- [REQUIRED WORK] Count the lines in the entries below that contain the word "positive". Reply with only the number.

- [TASK MATERIAL]
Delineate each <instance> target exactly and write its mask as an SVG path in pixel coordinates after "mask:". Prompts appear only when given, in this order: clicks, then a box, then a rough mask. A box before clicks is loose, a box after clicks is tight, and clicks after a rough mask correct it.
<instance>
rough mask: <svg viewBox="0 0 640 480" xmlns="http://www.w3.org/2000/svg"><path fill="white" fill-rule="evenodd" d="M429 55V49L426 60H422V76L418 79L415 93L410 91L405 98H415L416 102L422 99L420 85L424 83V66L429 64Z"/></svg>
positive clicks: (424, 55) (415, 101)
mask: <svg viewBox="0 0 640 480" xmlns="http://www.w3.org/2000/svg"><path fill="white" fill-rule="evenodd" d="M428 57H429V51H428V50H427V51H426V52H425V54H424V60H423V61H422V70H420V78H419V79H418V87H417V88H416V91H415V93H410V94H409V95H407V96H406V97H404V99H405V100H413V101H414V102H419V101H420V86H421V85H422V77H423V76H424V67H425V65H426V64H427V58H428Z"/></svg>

--

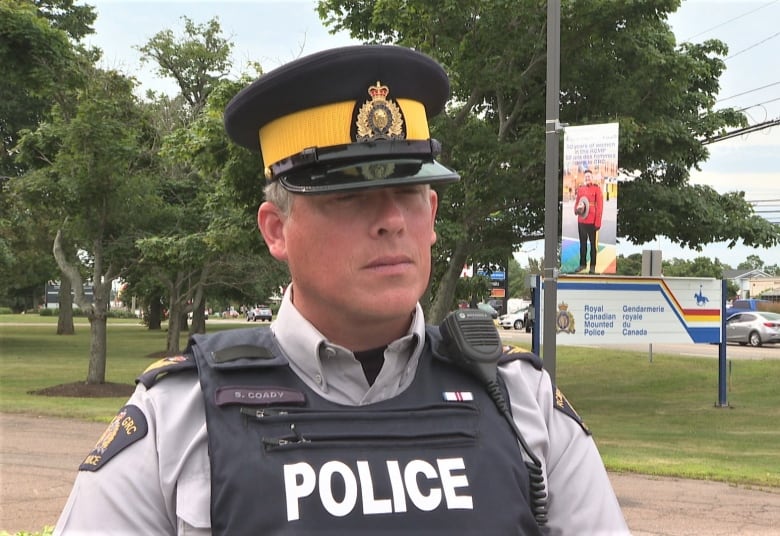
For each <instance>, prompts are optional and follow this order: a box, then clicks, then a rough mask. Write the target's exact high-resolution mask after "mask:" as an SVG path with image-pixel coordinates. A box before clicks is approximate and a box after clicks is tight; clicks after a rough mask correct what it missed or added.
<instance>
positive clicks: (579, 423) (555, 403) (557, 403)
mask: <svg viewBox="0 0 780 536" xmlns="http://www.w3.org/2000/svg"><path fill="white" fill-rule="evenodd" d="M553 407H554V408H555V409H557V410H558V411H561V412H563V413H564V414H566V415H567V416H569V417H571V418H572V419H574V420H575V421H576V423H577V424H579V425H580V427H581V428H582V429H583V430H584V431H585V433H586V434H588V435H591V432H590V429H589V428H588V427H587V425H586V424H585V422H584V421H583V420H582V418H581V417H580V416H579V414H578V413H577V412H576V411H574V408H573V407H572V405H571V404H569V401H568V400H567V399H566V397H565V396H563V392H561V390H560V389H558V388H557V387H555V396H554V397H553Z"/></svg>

- [RESULT BELOW] 2